## start

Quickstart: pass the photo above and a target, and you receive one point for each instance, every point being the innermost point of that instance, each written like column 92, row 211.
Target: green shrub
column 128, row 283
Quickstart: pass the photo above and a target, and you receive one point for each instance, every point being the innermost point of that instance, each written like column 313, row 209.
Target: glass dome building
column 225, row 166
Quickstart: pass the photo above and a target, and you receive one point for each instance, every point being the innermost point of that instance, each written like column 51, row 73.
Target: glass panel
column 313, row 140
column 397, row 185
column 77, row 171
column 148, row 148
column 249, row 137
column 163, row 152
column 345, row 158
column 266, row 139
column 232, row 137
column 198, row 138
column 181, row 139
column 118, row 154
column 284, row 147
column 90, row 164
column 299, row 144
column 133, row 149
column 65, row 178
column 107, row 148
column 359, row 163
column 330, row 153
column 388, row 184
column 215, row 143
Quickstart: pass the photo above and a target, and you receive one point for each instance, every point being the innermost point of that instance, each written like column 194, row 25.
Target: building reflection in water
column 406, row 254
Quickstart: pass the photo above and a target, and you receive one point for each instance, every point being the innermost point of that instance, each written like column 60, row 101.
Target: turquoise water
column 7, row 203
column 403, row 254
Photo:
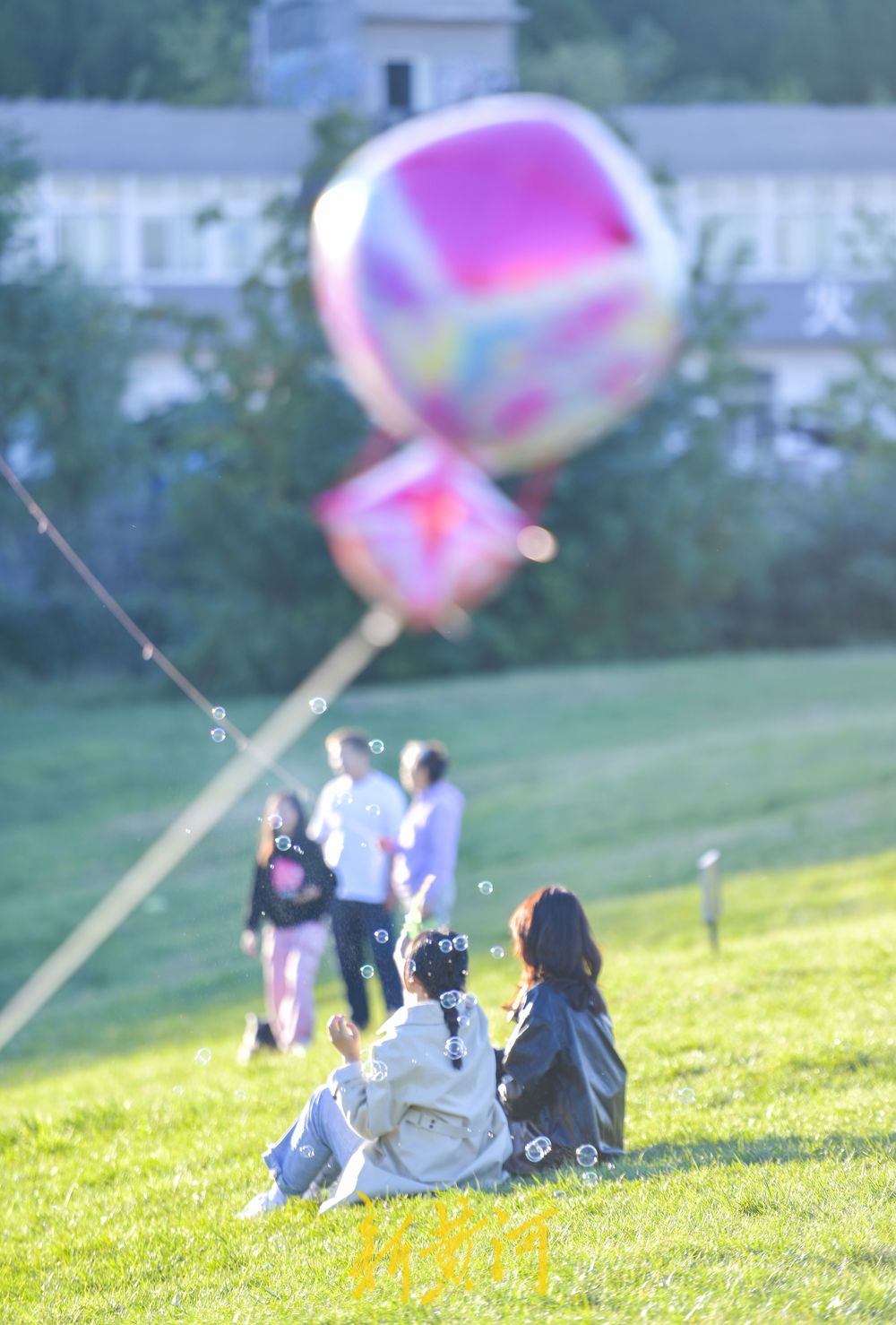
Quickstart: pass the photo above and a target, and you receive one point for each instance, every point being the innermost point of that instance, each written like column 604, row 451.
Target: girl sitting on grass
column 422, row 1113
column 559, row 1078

## end
## start

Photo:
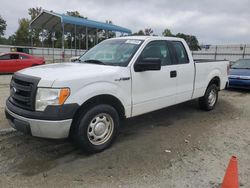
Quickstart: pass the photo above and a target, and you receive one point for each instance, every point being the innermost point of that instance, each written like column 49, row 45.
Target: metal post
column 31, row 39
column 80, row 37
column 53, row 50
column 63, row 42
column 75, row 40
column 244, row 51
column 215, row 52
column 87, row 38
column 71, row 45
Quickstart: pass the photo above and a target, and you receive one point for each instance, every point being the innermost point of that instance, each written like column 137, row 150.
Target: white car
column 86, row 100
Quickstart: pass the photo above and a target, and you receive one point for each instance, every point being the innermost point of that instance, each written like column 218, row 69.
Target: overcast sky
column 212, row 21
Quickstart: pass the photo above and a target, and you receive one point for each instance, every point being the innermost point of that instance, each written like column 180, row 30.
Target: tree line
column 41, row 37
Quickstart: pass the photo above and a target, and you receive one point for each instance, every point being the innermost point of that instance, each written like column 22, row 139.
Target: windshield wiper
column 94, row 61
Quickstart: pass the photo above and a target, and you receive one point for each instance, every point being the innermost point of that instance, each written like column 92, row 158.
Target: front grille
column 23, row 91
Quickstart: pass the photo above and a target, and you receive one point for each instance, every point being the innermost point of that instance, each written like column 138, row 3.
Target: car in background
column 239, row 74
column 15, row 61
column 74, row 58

## end
## start

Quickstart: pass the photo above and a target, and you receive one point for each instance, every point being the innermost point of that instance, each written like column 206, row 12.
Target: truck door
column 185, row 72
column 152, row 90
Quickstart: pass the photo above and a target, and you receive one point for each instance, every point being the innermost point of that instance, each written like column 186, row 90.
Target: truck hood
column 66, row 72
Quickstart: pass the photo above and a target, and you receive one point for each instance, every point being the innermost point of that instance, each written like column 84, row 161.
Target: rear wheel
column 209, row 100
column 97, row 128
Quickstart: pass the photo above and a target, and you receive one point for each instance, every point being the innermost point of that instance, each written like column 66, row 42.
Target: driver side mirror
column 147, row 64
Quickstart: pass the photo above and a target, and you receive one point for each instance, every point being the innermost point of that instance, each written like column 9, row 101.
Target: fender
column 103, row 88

## end

▶ [EXERCISE DESCRIPTION]:
Rewrite the lines beginning at the one that contains "218, row 69." and ending after the one that contains "column 41, row 37". Switch "overcast" to "cloudy" and leave everything else unchanged.

▶ [TASK RESULT]:
Quickstart: pass the photo above and a target, and you receive one point for each instance, every point being the innermost point of that instance, each written like column 218, row 69.
Target: cloudy sky
column 212, row 21
Quickstart: pass the photo above and a target, and you receive one point for each instance, every point being the innermost point of that instance, each written like column 180, row 30.
Target: tree line
column 41, row 37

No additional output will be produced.